- [WRITTEN INSTRUCTION] List each line in the rows below that contains the word "railing", copying every such line in full.
── DATA IN THIS EXERCISE
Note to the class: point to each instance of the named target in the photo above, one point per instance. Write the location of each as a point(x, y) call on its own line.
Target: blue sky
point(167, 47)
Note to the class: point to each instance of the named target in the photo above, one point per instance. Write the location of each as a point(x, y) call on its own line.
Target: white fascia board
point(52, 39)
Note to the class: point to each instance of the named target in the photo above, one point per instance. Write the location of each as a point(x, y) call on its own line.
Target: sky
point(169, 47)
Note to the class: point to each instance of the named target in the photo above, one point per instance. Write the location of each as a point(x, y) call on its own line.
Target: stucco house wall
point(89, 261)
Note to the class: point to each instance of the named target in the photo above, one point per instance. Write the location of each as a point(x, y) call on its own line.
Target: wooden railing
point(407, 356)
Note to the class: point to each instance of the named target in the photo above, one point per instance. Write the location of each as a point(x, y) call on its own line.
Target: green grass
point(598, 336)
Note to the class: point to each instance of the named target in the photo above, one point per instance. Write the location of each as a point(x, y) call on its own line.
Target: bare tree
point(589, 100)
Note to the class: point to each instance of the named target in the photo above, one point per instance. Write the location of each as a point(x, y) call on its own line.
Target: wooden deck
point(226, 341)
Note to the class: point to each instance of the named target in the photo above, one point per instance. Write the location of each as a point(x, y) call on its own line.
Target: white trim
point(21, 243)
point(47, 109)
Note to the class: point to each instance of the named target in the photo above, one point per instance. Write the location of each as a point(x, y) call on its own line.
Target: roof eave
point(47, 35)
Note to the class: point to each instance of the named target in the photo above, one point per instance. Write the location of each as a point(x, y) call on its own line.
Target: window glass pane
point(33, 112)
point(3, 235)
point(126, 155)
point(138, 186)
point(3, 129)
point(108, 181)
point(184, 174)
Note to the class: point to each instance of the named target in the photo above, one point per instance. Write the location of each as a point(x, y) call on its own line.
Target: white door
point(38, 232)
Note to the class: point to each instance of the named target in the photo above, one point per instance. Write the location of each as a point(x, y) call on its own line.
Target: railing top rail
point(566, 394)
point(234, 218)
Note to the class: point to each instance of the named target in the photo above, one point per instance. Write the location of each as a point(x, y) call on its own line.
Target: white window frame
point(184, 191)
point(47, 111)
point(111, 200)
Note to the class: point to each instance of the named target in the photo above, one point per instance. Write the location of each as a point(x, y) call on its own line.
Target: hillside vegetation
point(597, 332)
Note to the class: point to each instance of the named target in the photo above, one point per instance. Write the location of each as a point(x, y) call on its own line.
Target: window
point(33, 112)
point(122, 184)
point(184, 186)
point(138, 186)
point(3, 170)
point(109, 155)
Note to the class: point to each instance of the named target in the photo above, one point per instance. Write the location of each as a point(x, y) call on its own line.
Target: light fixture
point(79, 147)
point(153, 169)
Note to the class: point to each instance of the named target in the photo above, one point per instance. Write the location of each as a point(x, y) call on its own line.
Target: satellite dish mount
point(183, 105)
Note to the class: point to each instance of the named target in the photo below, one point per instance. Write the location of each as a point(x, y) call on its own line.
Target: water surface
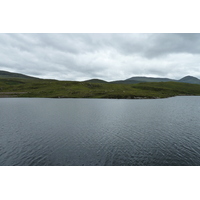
────
- [WORKED SOLUTION]
Target: wooden railing
Target: railing top rail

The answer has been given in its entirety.